## Provided records
╭──

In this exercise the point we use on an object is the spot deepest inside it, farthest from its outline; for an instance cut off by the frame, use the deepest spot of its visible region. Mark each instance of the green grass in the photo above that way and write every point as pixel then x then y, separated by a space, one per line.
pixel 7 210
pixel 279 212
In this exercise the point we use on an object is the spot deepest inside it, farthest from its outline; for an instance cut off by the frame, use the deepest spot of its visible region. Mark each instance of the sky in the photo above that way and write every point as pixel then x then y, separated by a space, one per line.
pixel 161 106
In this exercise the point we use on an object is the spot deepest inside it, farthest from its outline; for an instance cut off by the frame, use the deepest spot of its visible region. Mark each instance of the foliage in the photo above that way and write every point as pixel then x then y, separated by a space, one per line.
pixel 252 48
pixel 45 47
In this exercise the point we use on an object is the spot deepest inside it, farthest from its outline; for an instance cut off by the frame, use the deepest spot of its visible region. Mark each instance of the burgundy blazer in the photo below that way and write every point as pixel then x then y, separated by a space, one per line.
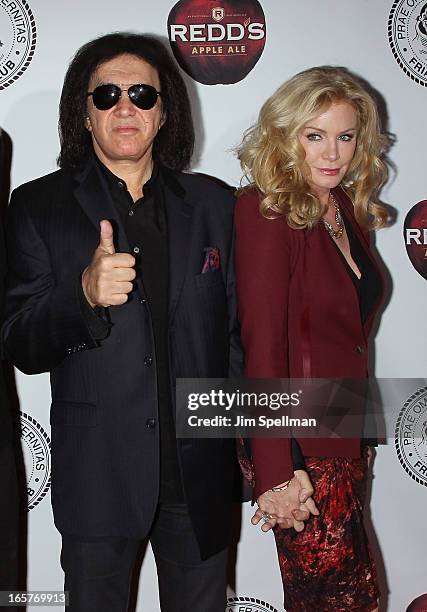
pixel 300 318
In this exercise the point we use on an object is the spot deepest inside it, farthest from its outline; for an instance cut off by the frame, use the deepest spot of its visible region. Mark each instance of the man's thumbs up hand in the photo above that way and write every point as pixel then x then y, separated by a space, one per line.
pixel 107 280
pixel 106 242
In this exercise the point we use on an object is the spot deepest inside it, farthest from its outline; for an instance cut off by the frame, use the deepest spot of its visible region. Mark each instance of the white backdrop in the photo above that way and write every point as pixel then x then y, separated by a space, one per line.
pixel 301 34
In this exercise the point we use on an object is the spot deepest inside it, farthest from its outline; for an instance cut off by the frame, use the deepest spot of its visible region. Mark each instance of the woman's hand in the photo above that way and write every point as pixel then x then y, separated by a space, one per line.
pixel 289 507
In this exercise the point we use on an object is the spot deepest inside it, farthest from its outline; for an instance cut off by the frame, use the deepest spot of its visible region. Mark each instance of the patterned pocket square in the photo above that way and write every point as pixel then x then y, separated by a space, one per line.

╰──

## What you have to do
Transcribe each entry exactly, pictures excluded.

## Answer for this exercise
In this exercise the point we use on an object is the spot deepest inside it, farthest from its outline; for an instance cut off by the frame, use the deepest spot of its visible region. Mark each instance of the green grass in the photo above that way and write every point as pixel then x then y, separated by a space, one per line.
pixel 7 210
pixel 279 212
In this exercise the point we use on an object is the spot deepest inside it, farthest from its outline; for an instance cut off by the frame, use the deepest spot of its visible region. Mark each instance of the sky in the photo above that way and write every point as pixel then x then y, separated by a space, one per line.
pixel 161 106
In this exercise the point we use on an object is the spot deepest inside it, farthest from its outline; for an instance cut off by the frame, use the deepest spot of its visible region. Mark each instance of the foliage in the photo above that way and write every point as pixel then x then y, separated by a space, one per line.
pixel 252 48
pixel 45 47
In this exercise the point we use on an object is the spot deepest inside it, farthest from its outline; for an instance cut off by the frame, use the deepest spot of its visible region. Mark each instance of the burgundy blazer in the photo below that way and write every point as pixel then x then y, separated by a space, one per line.
pixel 300 318
In this exercise the point we use on an object is the spot deepest inside it, farthest from its outline; for an instance cut off by the frame, use the deepest spot of its visible region. Mark each instance of the man's thumbs up hand in the photo above that way and write every point as pixel then x then y, separated by a space, one per line.
pixel 107 280
pixel 106 242
In this exercise the point we use on an object is the spot deepest inside it, farthest from its outline; for an instance cut off by the frame, use the deepest spot of its visible region. Mark each instance of the white backdrop in the photo above that way and write every point as pixel then x then y, separated by a space, one per line.
pixel 301 34
In this exercise the point we use on an object is the spot deepest inside it, farthest from its outline; for an instance cut off by the frame, use the deepest spot of its visible region. Mark each instance of the woman's hand in the photo above that way and write every point as pixel then x then y, separated by a space, one per line.
pixel 289 507
In this exercise the point we use on an object is the spot deepest inside it, farthest from its outline; for an instance cut off by the frame, use the deepest spot of its visible region. Mark each instance of the patterned pocket square in the photo above that way and write every point as pixel then x then y, separated by a space, one per line.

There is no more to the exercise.